**Task objective:**
Reproduce the material verbatim, starting at the line that contains "The component shall locate one point per instance of the purple" and ending after the line that contains "Target: purple basketball sneaker".

**Supplied records:**
╔══

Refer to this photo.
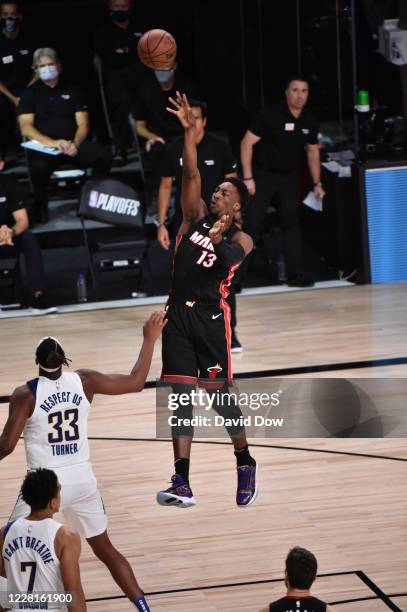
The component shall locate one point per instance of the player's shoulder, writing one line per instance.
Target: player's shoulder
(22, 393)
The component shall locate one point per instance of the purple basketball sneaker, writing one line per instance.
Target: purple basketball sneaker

╚══
╔══

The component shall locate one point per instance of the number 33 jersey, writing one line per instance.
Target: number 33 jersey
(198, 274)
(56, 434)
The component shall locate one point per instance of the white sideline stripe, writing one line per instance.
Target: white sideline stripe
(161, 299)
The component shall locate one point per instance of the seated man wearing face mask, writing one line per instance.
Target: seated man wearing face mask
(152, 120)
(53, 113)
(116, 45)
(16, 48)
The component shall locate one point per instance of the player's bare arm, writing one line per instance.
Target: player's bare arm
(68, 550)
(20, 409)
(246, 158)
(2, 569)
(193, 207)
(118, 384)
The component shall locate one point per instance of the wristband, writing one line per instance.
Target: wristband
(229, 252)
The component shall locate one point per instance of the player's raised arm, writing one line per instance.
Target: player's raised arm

╚══
╔══

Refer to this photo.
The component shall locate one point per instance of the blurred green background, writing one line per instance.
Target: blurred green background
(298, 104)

╚══

**Correct answer:**
The component shall locate one point per instance of the purple basketball sneaker, writing one line per instance.
Target: purple basketball sneaker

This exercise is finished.